할 일: 아래 기록을 처음부터 끝까지 한 글자도 바꾸지 말고 그대로 다시 적어 주세요.

연습용 기록:
· · · ·
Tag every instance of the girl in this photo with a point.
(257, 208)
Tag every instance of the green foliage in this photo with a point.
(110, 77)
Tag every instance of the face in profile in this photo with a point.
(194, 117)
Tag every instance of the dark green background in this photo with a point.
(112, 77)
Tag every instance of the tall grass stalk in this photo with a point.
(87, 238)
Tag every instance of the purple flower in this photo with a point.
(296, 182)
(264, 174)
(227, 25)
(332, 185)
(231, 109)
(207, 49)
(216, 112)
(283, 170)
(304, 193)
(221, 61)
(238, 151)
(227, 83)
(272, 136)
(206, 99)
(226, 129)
· · · ·
전체 답:
Tag every instance of the girl in this photo with a point.
(257, 208)
Tag every instance of the green foliage in this photo with a point.
(110, 77)
Tag every instance of the face in profile in this photo with a point.
(194, 117)
Tag every instance of the dark green background in this photo with a point.
(112, 77)
Tag every instance of the tall grass stalk in this photo with a point.
(87, 238)
Tag every instance of the purple flower in this photo with a point.
(296, 182)
(264, 174)
(227, 25)
(332, 185)
(231, 109)
(207, 49)
(216, 112)
(283, 170)
(304, 193)
(221, 61)
(238, 151)
(227, 83)
(272, 136)
(206, 99)
(226, 129)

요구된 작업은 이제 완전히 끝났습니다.